▸ Records shown:
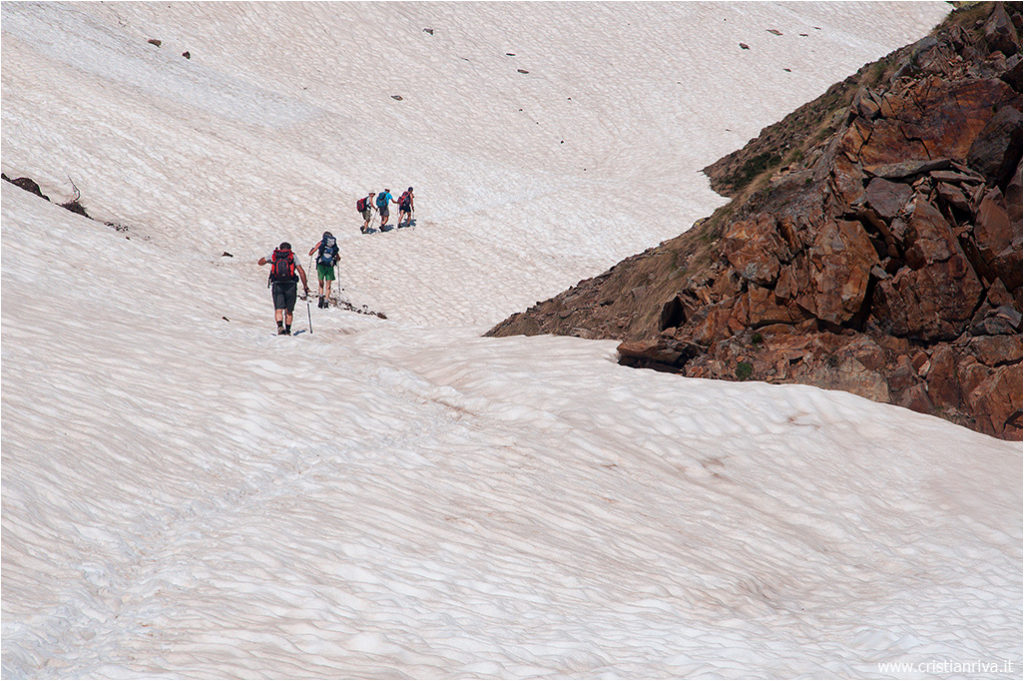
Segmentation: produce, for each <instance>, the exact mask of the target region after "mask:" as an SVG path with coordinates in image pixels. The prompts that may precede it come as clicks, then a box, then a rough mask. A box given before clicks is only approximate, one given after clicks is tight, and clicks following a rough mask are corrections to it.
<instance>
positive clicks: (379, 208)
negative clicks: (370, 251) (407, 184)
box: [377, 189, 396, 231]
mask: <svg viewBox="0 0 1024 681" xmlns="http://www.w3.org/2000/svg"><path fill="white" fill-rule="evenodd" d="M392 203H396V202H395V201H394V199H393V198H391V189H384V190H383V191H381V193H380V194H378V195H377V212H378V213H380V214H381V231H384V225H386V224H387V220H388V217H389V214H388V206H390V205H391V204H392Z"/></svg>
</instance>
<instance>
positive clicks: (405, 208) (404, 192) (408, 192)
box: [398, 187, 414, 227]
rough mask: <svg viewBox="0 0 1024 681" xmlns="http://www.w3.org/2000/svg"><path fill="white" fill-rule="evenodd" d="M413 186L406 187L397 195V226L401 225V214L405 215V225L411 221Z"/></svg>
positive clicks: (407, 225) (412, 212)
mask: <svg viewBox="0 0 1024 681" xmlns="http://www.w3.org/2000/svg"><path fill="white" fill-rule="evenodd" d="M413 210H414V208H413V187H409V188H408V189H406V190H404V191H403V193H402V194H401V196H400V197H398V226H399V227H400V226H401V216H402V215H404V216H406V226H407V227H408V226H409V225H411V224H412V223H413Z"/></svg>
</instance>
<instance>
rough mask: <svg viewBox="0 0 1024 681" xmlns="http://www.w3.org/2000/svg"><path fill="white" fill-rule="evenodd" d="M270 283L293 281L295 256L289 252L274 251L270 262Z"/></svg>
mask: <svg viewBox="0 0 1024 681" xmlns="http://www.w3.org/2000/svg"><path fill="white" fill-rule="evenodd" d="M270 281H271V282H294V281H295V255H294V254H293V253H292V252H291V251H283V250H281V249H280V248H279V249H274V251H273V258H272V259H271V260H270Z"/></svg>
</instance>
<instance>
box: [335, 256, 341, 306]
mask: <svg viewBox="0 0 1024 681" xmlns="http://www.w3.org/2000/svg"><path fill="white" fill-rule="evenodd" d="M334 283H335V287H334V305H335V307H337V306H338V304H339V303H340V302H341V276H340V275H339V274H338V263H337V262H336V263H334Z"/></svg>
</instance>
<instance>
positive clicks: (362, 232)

▸ Instructions to follow: Could you please return each line of the material exactly, dropping the pictures?

▸ Written solution:
Segmentation: produce, for each <instance>, the exact mask of the target region after "mask:" as an SVG path with coordinates in image pixels. The prompts that may precede it come as clicks, then a box, then a rough mask. A box given before clicks is only approximate, one given after clicks is tight, and clicks following a rough mask are corrections to it.
<instance>
positive clicks: (379, 208)
negative clicks: (370, 251) (407, 184)
box: [377, 189, 396, 231]
mask: <svg viewBox="0 0 1024 681" xmlns="http://www.w3.org/2000/svg"><path fill="white" fill-rule="evenodd" d="M392 203H396V202H395V201H394V199H393V198H391V189H384V190H383V191H381V193H380V194H378V195H377V212H378V213H380V214H381V231H384V225H386V224H387V220H388V217H389V214H388V206H390V205H391V204H392Z"/></svg>
</instance>
<instance>
positive clicks: (405, 208) (404, 192) (408, 192)
box: [398, 187, 414, 227]
rough mask: <svg viewBox="0 0 1024 681" xmlns="http://www.w3.org/2000/svg"><path fill="white" fill-rule="evenodd" d="M413 186L406 187L397 195V226L401 225V214L405 215V225L411 221Z"/></svg>
positive clicks: (407, 225) (412, 212)
mask: <svg viewBox="0 0 1024 681" xmlns="http://www.w3.org/2000/svg"><path fill="white" fill-rule="evenodd" d="M413 210H414V208H413V187H409V188H408V189H406V190H404V191H403V193H402V194H401V196H400V197H398V226H399V227H400V226H401V216H402V215H404V216H406V226H407V227H408V226H409V225H411V224H412V223H413Z"/></svg>
</instance>
<instance>
rough mask: <svg viewBox="0 0 1024 681" xmlns="http://www.w3.org/2000/svg"><path fill="white" fill-rule="evenodd" d="M270 283L293 281L295 256L289 252L274 251L270 262Z"/></svg>
mask: <svg viewBox="0 0 1024 681" xmlns="http://www.w3.org/2000/svg"><path fill="white" fill-rule="evenodd" d="M270 281H271V282H294V281H295V255H294V254H293V253H292V252H291V251H283V250H281V249H280V248H279V249H274V251H273V258H272V259H271V260H270Z"/></svg>
</instance>
<instance>
box: [335, 256, 341, 306]
mask: <svg viewBox="0 0 1024 681" xmlns="http://www.w3.org/2000/svg"><path fill="white" fill-rule="evenodd" d="M334 283H335V287H334V305H335V307H337V306H338V304H339V303H340V302H341V276H340V275H339V274H338V263H337V262H336V263H334Z"/></svg>
</instance>
<instance>
positive clicks: (362, 232)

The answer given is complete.